# Mpg??



## campntn (Feb 20, 2005)

New from popup towing, I'm curious..What's YOUR MPG???


----------



## jnk36jnk (Mar 9, 2004)

Getting 9 mpg towing and 16.5 without the TT.


----------



## camping479 (Aug 27, 2003)

10 towing in 3rd.

Mike


----------



## BigBadBrain (Aug 26, 2004)

I'm allergic to MSG.

Oh, wait.









Uh, I get 10 unless it is hilly of course.


----------



## johnp (Mar 15, 2004)

MPG

10 Towing at any speed

12-13 Without the trailer if I keep my foot tame









15-16 When my wife drives it (rarely)!!

John


----------



## chetlenox (Feb 3, 2004)

11-12.5 Towing (depending on how far down my foot goes)
16.5 In town
19.5 Highway

Chet.


----------



## vdub (Jun 19, 2004)

10 on any hill any where when towing
22-24 on highway
never driven in town -- hope it stays that way.


----------



## shake1969 (Sep 21, 2004)

7 or 8. 15 Hwy, not towing.

Not counting wind. Your mileage may vary. Mine sure does!









Oh yeah, the Volvo gets about 27mpg, but doesn't pull the 21 very well.


----------



## California Jim (Dec 11, 2003)

8 towing, 14.5 without.


----------



## Castle Rock Outbackers (Jan 18, 2004)

10 towing

14 not towing.

Randy


----------



## dmbcfd (Sep 8, 2004)

7 towing









12 not towing









Time for a diesel









Steve


----------



## camping479 (Aug 27, 2003)

Steve,

What happened to all that what a great old truck, keep making extra payments on the mortgage you don't need a new truck stuff?









Mike


----------



## Drifter (Aug 22, 2004)

I don't know. I'm having trouble finding the starter on the trailer.


----------



## dmbcfd (Sep 8, 2004)

Mike,
I know it's time for a new truck, I just won't break down and do it until the truck really breaks down. I hope it lasts another year or two. Now I have an oil leak from the head gasket. I call it the continuous oil change. Wish me luck.

Besides, haven't you figured out yet that I'm full of it, most of the time.

Steve


----------



## hatcityhosehauler (Feb 13, 2004)

12.8 overall average.....
8-10 while towing......
________________________
TASK REQUIREMENTS:
Extend the forum thread on towing fuel mileage, beginning from the point at which it currently ends. The data that follow are separate from the forum thread on towing fuel mileage.

MATERIAL PROVIDED:
________________________
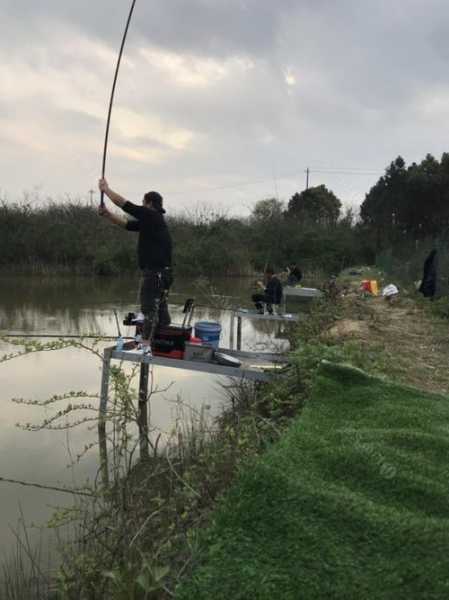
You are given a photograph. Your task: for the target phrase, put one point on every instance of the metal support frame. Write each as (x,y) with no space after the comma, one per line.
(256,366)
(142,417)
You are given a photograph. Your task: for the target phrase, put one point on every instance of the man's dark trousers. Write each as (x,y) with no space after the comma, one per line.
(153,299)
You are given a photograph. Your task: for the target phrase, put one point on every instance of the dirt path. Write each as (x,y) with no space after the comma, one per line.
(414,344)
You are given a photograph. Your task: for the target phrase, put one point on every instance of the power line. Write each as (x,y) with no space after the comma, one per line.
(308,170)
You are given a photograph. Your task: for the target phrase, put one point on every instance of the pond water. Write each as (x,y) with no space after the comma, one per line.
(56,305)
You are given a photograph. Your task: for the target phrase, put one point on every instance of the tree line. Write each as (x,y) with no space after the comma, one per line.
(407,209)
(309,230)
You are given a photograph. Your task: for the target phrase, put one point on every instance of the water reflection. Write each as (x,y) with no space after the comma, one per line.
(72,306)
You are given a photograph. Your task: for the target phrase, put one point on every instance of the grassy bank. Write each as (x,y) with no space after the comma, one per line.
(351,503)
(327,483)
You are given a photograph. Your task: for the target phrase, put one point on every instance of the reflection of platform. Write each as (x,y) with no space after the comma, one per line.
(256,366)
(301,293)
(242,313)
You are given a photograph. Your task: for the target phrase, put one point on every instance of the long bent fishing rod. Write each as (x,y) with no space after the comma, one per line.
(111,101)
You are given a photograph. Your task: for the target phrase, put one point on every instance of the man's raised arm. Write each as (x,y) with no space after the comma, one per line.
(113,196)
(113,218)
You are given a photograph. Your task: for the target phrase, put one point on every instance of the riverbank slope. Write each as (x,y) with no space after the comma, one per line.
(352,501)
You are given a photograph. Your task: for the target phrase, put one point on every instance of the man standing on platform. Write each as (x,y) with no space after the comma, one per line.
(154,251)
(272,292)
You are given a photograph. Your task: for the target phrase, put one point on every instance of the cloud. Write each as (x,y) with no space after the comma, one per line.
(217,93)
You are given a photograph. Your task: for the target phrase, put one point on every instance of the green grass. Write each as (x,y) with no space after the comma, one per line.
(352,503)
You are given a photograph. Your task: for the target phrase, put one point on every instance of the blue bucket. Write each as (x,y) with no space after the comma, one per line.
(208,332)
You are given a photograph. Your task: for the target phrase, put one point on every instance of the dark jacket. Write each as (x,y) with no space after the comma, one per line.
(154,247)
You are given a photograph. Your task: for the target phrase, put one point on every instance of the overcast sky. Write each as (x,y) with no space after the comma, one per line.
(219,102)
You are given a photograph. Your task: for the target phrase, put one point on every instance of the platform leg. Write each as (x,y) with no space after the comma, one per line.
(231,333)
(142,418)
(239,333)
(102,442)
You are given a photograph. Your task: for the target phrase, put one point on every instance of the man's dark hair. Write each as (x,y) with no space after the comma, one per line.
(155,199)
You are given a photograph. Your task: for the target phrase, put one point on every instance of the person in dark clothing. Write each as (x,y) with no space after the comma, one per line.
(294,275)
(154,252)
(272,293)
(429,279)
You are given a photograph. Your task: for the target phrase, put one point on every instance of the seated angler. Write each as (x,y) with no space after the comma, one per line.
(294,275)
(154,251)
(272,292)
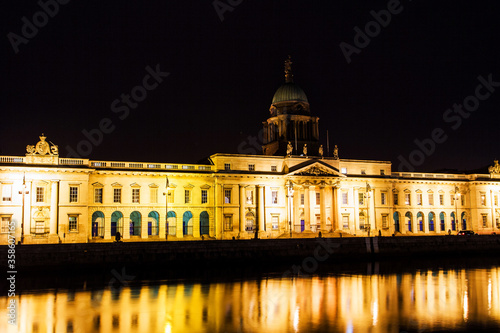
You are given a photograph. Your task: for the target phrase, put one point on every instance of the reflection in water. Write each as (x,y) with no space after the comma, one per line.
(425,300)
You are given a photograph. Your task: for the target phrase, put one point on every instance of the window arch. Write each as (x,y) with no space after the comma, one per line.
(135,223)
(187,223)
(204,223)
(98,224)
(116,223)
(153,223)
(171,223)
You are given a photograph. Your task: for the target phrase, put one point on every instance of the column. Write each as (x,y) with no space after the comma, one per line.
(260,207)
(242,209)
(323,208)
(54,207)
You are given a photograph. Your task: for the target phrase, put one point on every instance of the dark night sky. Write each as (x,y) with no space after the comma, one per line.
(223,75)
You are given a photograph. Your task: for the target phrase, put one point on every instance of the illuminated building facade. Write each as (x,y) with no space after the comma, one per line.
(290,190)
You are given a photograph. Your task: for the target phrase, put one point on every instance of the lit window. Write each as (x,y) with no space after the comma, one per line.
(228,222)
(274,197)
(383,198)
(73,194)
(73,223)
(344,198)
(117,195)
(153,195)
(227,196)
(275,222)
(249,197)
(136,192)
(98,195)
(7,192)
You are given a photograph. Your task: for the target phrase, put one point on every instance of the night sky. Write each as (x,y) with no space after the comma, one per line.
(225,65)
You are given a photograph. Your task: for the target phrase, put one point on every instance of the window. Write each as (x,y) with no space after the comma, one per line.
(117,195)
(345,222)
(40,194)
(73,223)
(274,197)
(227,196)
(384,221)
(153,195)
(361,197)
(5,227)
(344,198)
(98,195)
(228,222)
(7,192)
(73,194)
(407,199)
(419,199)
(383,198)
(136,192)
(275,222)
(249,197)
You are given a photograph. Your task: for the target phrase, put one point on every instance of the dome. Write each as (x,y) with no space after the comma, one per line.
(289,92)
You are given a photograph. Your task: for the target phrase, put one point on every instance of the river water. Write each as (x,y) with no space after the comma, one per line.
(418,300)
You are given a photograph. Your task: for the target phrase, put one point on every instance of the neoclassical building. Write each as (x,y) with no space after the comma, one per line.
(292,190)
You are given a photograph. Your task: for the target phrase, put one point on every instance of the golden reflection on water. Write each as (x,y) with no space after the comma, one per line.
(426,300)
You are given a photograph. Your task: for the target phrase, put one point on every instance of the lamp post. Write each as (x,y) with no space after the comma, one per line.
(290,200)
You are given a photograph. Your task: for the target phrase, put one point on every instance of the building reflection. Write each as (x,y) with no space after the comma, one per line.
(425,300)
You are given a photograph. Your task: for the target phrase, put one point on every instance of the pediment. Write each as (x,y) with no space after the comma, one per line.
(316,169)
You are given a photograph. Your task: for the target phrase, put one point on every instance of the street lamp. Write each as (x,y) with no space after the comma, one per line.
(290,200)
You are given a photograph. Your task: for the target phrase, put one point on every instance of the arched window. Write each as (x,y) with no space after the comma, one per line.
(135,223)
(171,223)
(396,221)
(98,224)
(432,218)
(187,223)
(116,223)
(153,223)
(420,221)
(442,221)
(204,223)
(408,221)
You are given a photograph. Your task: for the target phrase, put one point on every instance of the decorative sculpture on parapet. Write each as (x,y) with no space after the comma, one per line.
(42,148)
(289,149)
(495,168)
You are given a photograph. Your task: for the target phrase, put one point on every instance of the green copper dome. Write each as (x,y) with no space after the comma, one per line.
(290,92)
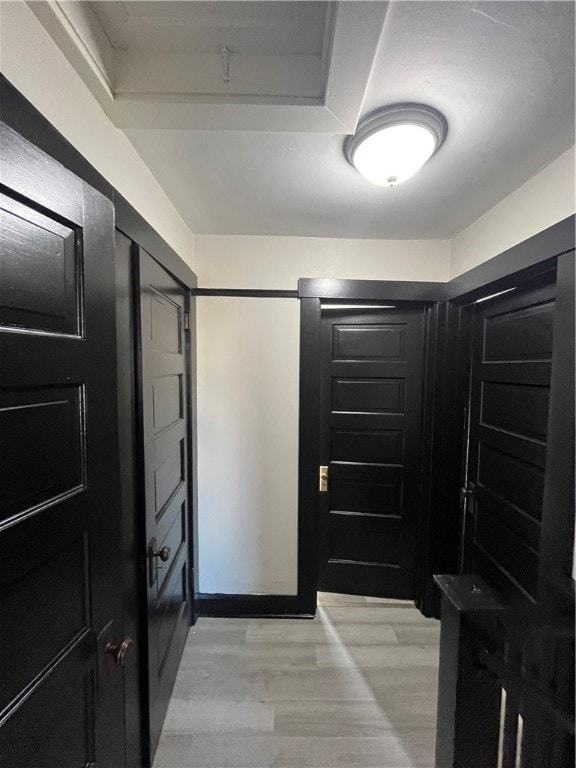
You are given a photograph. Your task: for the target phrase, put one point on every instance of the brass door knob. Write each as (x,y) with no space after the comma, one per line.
________________________
ANSWER BELOW:
11-13 around town, depending on how much snow has fallen, and little snow the city has cleared....4x4 uses more gas...
14-18 highway, depending on speed, and terrain. I just got 18.8 mpg, averaging 71 mph in the low country of SC, NO HILLS.
yes, I am a little OCD when it comes to tracking mileage....

Mike, and Steve, we are going to have a lot of fun in Garrettsville, I can see that already.

Tim


----------



## mjwencl (Feb 25, 2004)

10-11mpg Towing at 60mph average

16.5mpg Not Towing at 65mph average

Speed makes a lot of difference in your mpg numbers.

My Crewcab alone gets 19.5 at 55mph when not bucking a head wind.

Cheers!


----------



## mswalt (Sep 14, 2004)

I think I get about 9 or 10 towing.

Only about 14 non towing.

That 8.1L likes G-A-S............mmmmmmmmmmmmmmmmm.

Mark


----------



## BigBadBrain (Aug 26, 2004)

Regular - $2.05 today


----------



## TheBoyds (Jan 1, 2005)

13 to 14 while towing
18 overall


----------



## tdvffjohn (Mar 10, 2005)

96 burb 454 
never have to figure out towing or not I go 340 miles takes 34 gallons 250 miles takes 25 gallons
exception coming home from michigan not towing we were going 85 to 90 for 3 hrs straight I got 13.1 mpg still trying to figure that one out


----------



## specialcampers (Feb 26, 2005)

We also moved up from a pop-up.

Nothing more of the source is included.